(Stored data entries)
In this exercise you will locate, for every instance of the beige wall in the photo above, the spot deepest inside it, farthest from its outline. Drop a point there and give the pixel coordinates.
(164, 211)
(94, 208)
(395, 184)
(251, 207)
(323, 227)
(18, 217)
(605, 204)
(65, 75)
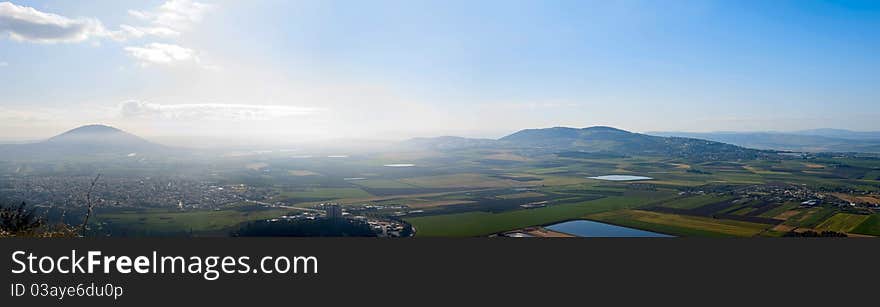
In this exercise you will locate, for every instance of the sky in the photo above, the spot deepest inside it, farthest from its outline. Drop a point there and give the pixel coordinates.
(320, 70)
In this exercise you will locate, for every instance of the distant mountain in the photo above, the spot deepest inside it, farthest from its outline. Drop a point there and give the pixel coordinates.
(842, 134)
(612, 140)
(606, 141)
(820, 140)
(91, 140)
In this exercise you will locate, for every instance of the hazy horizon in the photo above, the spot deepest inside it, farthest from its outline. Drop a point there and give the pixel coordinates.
(327, 70)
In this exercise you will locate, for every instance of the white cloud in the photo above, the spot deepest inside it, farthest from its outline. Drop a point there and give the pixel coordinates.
(174, 15)
(210, 111)
(23, 23)
(165, 54)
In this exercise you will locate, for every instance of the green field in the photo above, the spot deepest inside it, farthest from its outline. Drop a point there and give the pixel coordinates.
(483, 223)
(327, 193)
(870, 226)
(842, 222)
(694, 201)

▶ EXERCISE OBJECTIVE
Exactly as they stand in the records above, print the lines from the one containing "of the distant" through the final line, inclusive.

▶ ANSWER TO THE PROBLEM
In this exercise you will locate, for every instance of the distant mountain in the photo above, the spot deepest inside it, farthest from its outline. Drop a point there and give the pixel coordinates.
(842, 134)
(612, 140)
(606, 141)
(820, 140)
(91, 140)
In this exercise you will locate, for every instance of the hazy horizon in the photo above, the spot deepest inside it, farthest from its outline. Drop a point there and give the pixel coordinates.
(327, 70)
In this exercise you will locate, for every instance of the white cloud in the photo above, the spot deepest inside it, farthest from its outline. Drop a point there and give the pixel coordinates.
(174, 15)
(210, 111)
(23, 23)
(165, 54)
In this exercise you will locate, for every instance of the green field in the photo above, the spot deepest inside it, farthest from its outline. Drop a point there and give the pixel coordinates.
(483, 223)
(327, 193)
(870, 226)
(842, 222)
(694, 201)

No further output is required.